In 2020, coronavirus disease 2019 (COVID-19) evolved into a worldwide pandemic, dramatically interrupting traditional face-to-face healthcare services. First COVID-19 case in Japan was reported on 16 January 2020, then, the incidence rate of infection gradually increased [1]. The government in Japan declared a nationwide state of emergency on 7 April 2020 and lifted it on 25 May 2020 [2]. The Japanese Association of Cardiac Rehabilitation announced a statement to consider interrupting outpatient cardiac rehabilitation in endemic areas of COVID-19 in Japan [3]. Therefore, many hospitals could not provide outpatient cardiac rehabilitation services for cardiac disease patients in order to minimize COVID-19 incidence in hospitals during the state of emergency. On the other hand, because the statement also described that outpatient cardiac rehabilitation can restart in non-epidemic area, some hospitals resumed outpatient cardiac rehabilitation after a state of emergency [3].

→ **Information supplied**
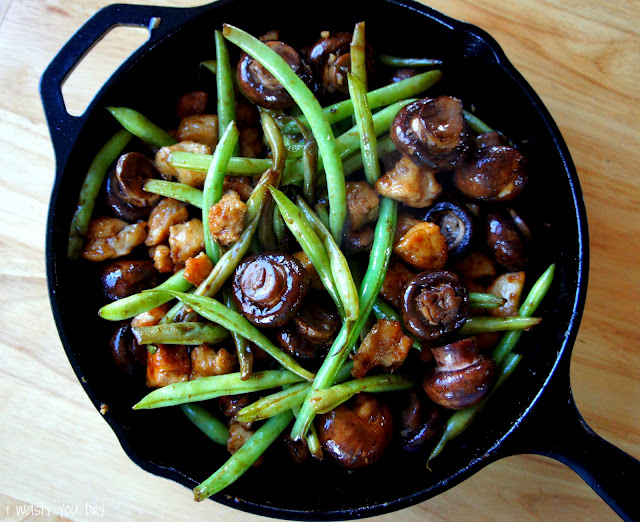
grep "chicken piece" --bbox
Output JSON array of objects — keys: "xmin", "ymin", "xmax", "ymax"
[
  {"xmin": 347, "ymin": 181, "xmax": 380, "ymax": 230},
  {"xmin": 393, "ymin": 221, "xmax": 448, "ymax": 270},
  {"xmin": 239, "ymin": 127, "xmax": 262, "ymax": 158},
  {"xmin": 154, "ymin": 141, "xmax": 211, "ymax": 188},
  {"xmin": 380, "ymin": 261, "xmax": 415, "ymax": 310},
  {"xmin": 176, "ymin": 114, "xmax": 218, "ymax": 150},
  {"xmin": 351, "ymin": 319, "xmax": 413, "ymax": 379},
  {"xmin": 376, "ymin": 156, "xmax": 442, "ymax": 208},
  {"xmin": 189, "ymin": 344, "xmax": 237, "ymax": 381},
  {"xmin": 147, "ymin": 344, "xmax": 191, "ymax": 388},
  {"xmin": 182, "ymin": 252, "xmax": 213, "ymax": 286},
  {"xmin": 149, "ymin": 245, "xmax": 175, "ymax": 274},
  {"xmin": 209, "ymin": 190, "xmax": 247, "ymax": 246},
  {"xmin": 176, "ymin": 91, "xmax": 209, "ymax": 119},
  {"xmin": 487, "ymin": 272, "xmax": 524, "ymax": 317},
  {"xmin": 131, "ymin": 304, "xmax": 169, "ymax": 328},
  {"xmin": 169, "ymin": 218, "xmax": 204, "ymax": 267},
  {"xmin": 82, "ymin": 217, "xmax": 147, "ymax": 261},
  {"xmin": 145, "ymin": 198, "xmax": 189, "ymax": 246}
]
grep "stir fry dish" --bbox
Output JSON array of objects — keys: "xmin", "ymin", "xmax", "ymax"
[{"xmin": 68, "ymin": 23, "xmax": 554, "ymax": 500}]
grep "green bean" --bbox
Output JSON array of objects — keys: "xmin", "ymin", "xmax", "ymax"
[
  {"xmin": 282, "ymin": 70, "xmax": 442, "ymax": 134},
  {"xmin": 492, "ymin": 264, "xmax": 556, "ymax": 364},
  {"xmin": 98, "ymin": 269, "xmax": 191, "ymax": 321},
  {"xmin": 347, "ymin": 73, "xmax": 380, "ymax": 185},
  {"xmin": 202, "ymin": 120, "xmax": 239, "ymax": 265},
  {"xmin": 180, "ymin": 404, "xmax": 229, "ymax": 446},
  {"xmin": 427, "ymin": 353, "xmax": 522, "ymax": 460},
  {"xmin": 235, "ymin": 361, "xmax": 353, "ymax": 422},
  {"xmin": 458, "ymin": 317, "xmax": 542, "ymax": 335},
  {"xmin": 147, "ymin": 290, "xmax": 314, "ymax": 381},
  {"xmin": 311, "ymin": 373, "xmax": 416, "ymax": 413},
  {"xmin": 222, "ymin": 24, "xmax": 347, "ymax": 241},
  {"xmin": 214, "ymin": 31, "xmax": 238, "ymax": 152},
  {"xmin": 297, "ymin": 197, "xmax": 360, "ymax": 321},
  {"xmin": 131, "ymin": 322, "xmax": 229, "ymax": 345},
  {"xmin": 193, "ymin": 411, "xmax": 293, "ymax": 502},
  {"xmin": 67, "ymin": 129, "xmax": 131, "ymax": 260},
  {"xmin": 464, "ymin": 111, "xmax": 493, "ymax": 134},
  {"xmin": 380, "ymin": 54, "xmax": 442, "ymax": 67},
  {"xmin": 144, "ymin": 179, "xmax": 202, "ymax": 209},
  {"xmin": 270, "ymin": 188, "xmax": 344, "ymax": 317},
  {"xmin": 133, "ymin": 370, "xmax": 303, "ymax": 410},
  {"xmin": 469, "ymin": 292, "xmax": 507, "ymax": 308},
  {"xmin": 107, "ymin": 107, "xmax": 176, "ymax": 148}
]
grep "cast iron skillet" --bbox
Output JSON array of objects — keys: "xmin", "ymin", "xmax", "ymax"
[{"xmin": 41, "ymin": 0, "xmax": 640, "ymax": 519}]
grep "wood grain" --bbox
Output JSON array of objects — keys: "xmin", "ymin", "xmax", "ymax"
[{"xmin": 0, "ymin": 0, "xmax": 640, "ymax": 521}]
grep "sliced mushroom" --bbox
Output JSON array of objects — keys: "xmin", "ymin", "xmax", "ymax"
[
  {"xmin": 238, "ymin": 40, "xmax": 312, "ymax": 109},
  {"xmin": 425, "ymin": 201, "xmax": 474, "ymax": 258},
  {"xmin": 316, "ymin": 393, "xmax": 393, "ymax": 469},
  {"xmin": 453, "ymin": 145, "xmax": 527, "ymax": 201},
  {"xmin": 391, "ymin": 96, "xmax": 469, "ymax": 172},
  {"xmin": 233, "ymin": 252, "xmax": 308, "ymax": 328},
  {"xmin": 401, "ymin": 270, "xmax": 469, "ymax": 341},
  {"xmin": 422, "ymin": 337, "xmax": 497, "ymax": 410}
]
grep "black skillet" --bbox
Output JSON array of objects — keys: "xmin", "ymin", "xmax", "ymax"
[{"xmin": 41, "ymin": 0, "xmax": 640, "ymax": 519}]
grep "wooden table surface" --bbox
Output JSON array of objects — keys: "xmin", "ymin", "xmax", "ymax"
[{"xmin": 0, "ymin": 0, "xmax": 640, "ymax": 521}]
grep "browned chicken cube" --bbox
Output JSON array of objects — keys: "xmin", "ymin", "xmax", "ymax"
[
  {"xmin": 147, "ymin": 344, "xmax": 191, "ymax": 388},
  {"xmin": 351, "ymin": 319, "xmax": 413, "ymax": 379}
]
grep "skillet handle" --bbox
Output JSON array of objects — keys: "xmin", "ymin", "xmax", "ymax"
[{"xmin": 501, "ymin": 358, "xmax": 640, "ymax": 520}]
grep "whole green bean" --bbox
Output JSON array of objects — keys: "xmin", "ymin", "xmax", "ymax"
[
  {"xmin": 67, "ymin": 129, "xmax": 131, "ymax": 260},
  {"xmin": 458, "ymin": 316, "xmax": 541, "ymax": 335},
  {"xmin": 222, "ymin": 24, "xmax": 347, "ymax": 241},
  {"xmin": 98, "ymin": 269, "xmax": 191, "ymax": 321},
  {"xmin": 131, "ymin": 322, "xmax": 229, "ymax": 345},
  {"xmin": 180, "ymin": 404, "xmax": 229, "ymax": 446},
  {"xmin": 202, "ymin": 120, "xmax": 240, "ymax": 265},
  {"xmin": 282, "ymin": 70, "xmax": 442, "ymax": 134},
  {"xmin": 380, "ymin": 54, "xmax": 442, "ymax": 67},
  {"xmin": 193, "ymin": 411, "xmax": 293, "ymax": 502},
  {"xmin": 133, "ymin": 370, "xmax": 303, "ymax": 410},
  {"xmin": 147, "ymin": 290, "xmax": 314, "ymax": 381},
  {"xmin": 107, "ymin": 107, "xmax": 176, "ymax": 148},
  {"xmin": 492, "ymin": 264, "xmax": 556, "ymax": 364}
]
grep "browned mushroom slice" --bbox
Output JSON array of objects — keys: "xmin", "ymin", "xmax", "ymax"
[
  {"xmin": 233, "ymin": 252, "xmax": 308, "ymax": 328},
  {"xmin": 391, "ymin": 96, "xmax": 469, "ymax": 172},
  {"xmin": 422, "ymin": 337, "xmax": 497, "ymax": 410},
  {"xmin": 238, "ymin": 40, "xmax": 311, "ymax": 109},
  {"xmin": 401, "ymin": 270, "xmax": 469, "ymax": 341},
  {"xmin": 316, "ymin": 393, "xmax": 393, "ymax": 469},
  {"xmin": 453, "ymin": 146, "xmax": 527, "ymax": 201}
]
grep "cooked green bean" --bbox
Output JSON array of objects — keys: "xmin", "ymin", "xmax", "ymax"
[
  {"xmin": 98, "ymin": 269, "xmax": 191, "ymax": 321},
  {"xmin": 133, "ymin": 370, "xmax": 303, "ymax": 410},
  {"xmin": 492, "ymin": 264, "xmax": 556, "ymax": 364},
  {"xmin": 67, "ymin": 129, "xmax": 131, "ymax": 260},
  {"xmin": 193, "ymin": 411, "xmax": 293, "ymax": 502},
  {"xmin": 147, "ymin": 290, "xmax": 314, "ymax": 381},
  {"xmin": 282, "ymin": 70, "xmax": 442, "ymax": 134},
  {"xmin": 107, "ymin": 107, "xmax": 176, "ymax": 148},
  {"xmin": 202, "ymin": 120, "xmax": 240, "ymax": 265},
  {"xmin": 427, "ymin": 353, "xmax": 522, "ymax": 460},
  {"xmin": 144, "ymin": 179, "xmax": 202, "ymax": 209},
  {"xmin": 380, "ymin": 54, "xmax": 442, "ymax": 67},
  {"xmin": 347, "ymin": 73, "xmax": 380, "ymax": 186},
  {"xmin": 180, "ymin": 404, "xmax": 229, "ymax": 446},
  {"xmin": 458, "ymin": 316, "xmax": 542, "ymax": 335},
  {"xmin": 311, "ymin": 373, "xmax": 416, "ymax": 413},
  {"xmin": 222, "ymin": 24, "xmax": 347, "ymax": 241},
  {"xmin": 131, "ymin": 322, "xmax": 229, "ymax": 345}
]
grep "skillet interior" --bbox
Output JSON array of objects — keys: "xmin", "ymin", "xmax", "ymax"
[{"xmin": 47, "ymin": 0, "xmax": 585, "ymax": 519}]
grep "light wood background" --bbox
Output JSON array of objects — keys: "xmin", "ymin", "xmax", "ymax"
[{"xmin": 0, "ymin": 0, "xmax": 640, "ymax": 521}]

→ **Actions to take**
- 1) Translate this sentence from the passage on cardiac rehabilitation in Japan during COVID-19 into Spanish: "In 2020, coronavirus disease 2019 (COVID-19) evolved into a worldwide pandemic, dramatically interrupting traditional face-to-face healthcare services."
- 2) Write a continuation of the passage on cardiac rehabilitation in Japan during COVID-19, picking up after its final sentence.
The records have nothing to do with the passage on cardiac rehabilitation in Japan during COVID-19.

→ **Outputs by task**
- 1) En 2020, la enfermedad por coronavirus 2019 (COVID-19) se convirtió en una pandemia mundial que interrumpió drásticamente los servicios sanitarios presenciales tradicionales.

- 2)
For elderly patients with cardiac disease who regularly participate in outpatient cardiac rehabilitation, interruption of cardiac rehabilitation due to COVID-19 impairs opportunities for regular and effective exercise therapy to improve physical function. A previous study reported that the total physical activity (physical activity) time was significantly decreased due to the COVID-19 pandemic in community-dwelling elderly Japanese adults [4]. Decreased physical function and physical activity are well known to associate with the presence of frailty [5]. The cessation of exercise is well known to bring about negative alterations of body composition and physical fitness, while retraining restores beneficial adaptations and improves them [6]. Therefore, it is important to assess how the interruption and resumption of outpatient cardiac rehabilitation affect frailty, physical function and physical activity levels. We hypothesized that interruption of outpatient cardiac rehabilitation among elderly heart failure patients would result in a higher degree of frailty and worse physical function, and the resumption of cardiac rehabilitation would result in improved status.

The aims of the study were to examine the trajectories of frailty, physical function and physical activity levels due to interruption and resumption of outpatient cardiac rehabilitation by COVID-19 in elderly heart failure patients.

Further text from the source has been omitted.